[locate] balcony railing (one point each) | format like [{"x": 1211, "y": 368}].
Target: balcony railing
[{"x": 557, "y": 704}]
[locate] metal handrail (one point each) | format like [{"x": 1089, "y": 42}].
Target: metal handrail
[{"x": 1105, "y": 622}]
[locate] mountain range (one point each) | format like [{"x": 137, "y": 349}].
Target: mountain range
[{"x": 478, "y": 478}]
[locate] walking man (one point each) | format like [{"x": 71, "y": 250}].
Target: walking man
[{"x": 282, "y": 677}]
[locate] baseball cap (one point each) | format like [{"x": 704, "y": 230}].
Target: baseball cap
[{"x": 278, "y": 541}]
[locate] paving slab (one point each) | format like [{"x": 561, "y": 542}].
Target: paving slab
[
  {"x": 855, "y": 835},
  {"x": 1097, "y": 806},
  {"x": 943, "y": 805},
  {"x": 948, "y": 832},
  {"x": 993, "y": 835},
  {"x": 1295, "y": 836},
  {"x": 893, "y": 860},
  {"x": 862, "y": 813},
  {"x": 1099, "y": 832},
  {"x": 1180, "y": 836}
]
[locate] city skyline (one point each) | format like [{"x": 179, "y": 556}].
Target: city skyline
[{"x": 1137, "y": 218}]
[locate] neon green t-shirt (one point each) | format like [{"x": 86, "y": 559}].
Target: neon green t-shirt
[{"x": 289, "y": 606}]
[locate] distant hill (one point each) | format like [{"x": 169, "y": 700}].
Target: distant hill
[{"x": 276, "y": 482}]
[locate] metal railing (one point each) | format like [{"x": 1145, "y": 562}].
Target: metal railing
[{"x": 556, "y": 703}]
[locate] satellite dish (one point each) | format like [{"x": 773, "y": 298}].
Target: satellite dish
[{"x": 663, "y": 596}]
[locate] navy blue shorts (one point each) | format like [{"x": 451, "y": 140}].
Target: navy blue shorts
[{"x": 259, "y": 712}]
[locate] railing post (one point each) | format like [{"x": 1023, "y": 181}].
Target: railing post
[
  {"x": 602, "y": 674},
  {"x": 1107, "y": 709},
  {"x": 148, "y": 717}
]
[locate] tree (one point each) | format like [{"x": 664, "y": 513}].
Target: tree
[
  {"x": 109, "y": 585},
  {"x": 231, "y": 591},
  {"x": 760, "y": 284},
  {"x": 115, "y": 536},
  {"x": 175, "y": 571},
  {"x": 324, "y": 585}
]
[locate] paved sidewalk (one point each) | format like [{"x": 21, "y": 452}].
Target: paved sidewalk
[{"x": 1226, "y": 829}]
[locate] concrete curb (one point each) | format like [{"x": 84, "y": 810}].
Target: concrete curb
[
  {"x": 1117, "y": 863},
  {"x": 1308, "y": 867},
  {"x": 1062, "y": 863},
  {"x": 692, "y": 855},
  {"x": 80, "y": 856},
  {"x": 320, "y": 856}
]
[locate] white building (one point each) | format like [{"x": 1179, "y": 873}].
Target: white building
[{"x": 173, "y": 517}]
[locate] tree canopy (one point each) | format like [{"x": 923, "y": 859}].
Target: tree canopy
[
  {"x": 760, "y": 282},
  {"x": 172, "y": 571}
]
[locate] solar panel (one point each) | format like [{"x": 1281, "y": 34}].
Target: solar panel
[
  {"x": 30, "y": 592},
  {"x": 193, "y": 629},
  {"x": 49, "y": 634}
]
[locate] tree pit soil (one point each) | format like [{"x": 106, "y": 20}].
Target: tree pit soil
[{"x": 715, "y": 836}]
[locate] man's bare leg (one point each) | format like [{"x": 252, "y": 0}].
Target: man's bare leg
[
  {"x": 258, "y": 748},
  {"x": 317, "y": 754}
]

────────────────────────────────────────

→ **AIM**
Copy each line exactly, from the line containing "[locate] city skyline" down to the last line of the material, and no other lines.

→ **THE COMPLETED TASK**
[locate] city skyline (one point each) | format like [{"x": 179, "y": 556}].
Target: city skyline
[{"x": 1137, "y": 218}]
[locate] neon green t-shirt (one point each) | format like [{"x": 86, "y": 559}].
Target: neon green t-shirt
[{"x": 289, "y": 606}]
[locate] distant hill (one point each) | format like [{"x": 169, "y": 700}].
Target: distant hill
[{"x": 276, "y": 482}]
[locate] metal railing (one point each) | format like [{"x": 1145, "y": 562}].
Target: metal railing
[{"x": 556, "y": 703}]
[locate] satellite dish (one point each) | format like [{"x": 773, "y": 298}].
Target: satellite dish
[{"x": 663, "y": 596}]
[locate] navy blue shorts (one point each) | format like [{"x": 451, "y": 140}].
Target: navy blue shorts
[{"x": 259, "y": 712}]
[locate] railing post (one point each) | format like [{"x": 1023, "y": 181}].
Target: railing post
[
  {"x": 602, "y": 674},
  {"x": 1107, "y": 709},
  {"x": 148, "y": 717}
]
[locate] tree (one point each) | format like [{"x": 664, "y": 513}].
Target: tree
[
  {"x": 109, "y": 585},
  {"x": 231, "y": 591},
  {"x": 760, "y": 284},
  {"x": 115, "y": 536},
  {"x": 175, "y": 571},
  {"x": 324, "y": 585}
]
[locate] paved sidewalk (one point each) | format like [{"x": 21, "y": 452}].
Target: paved sidewalk
[{"x": 1226, "y": 829}]
[locate] concrete curb (one point each) | format like [{"x": 84, "y": 810}].
Target: concrete curb
[
  {"x": 1117, "y": 863},
  {"x": 1308, "y": 867},
  {"x": 1062, "y": 863},
  {"x": 692, "y": 855},
  {"x": 80, "y": 856},
  {"x": 320, "y": 856}
]
[locate] white building (one point each) | format like [{"x": 1179, "y": 873}].
Target: white building
[{"x": 173, "y": 517}]
[locate] tree canopy (one point each) | format like [{"x": 923, "y": 859}].
Target: tree canopy
[
  {"x": 760, "y": 282},
  {"x": 172, "y": 571}
]
[locate] solar panel (one point each) | format like [{"x": 1281, "y": 34}].
Target: solar panel
[
  {"x": 30, "y": 592},
  {"x": 193, "y": 629},
  {"x": 49, "y": 634}
]
[locate] tree pit soil (one point each) | format like [{"x": 106, "y": 20}].
Target: tree pit soil
[{"x": 715, "y": 836}]
[locate] man's bare leg (one point each) | format like [{"x": 252, "y": 0}].
Target: man's bare leg
[
  {"x": 258, "y": 748},
  {"x": 317, "y": 754}
]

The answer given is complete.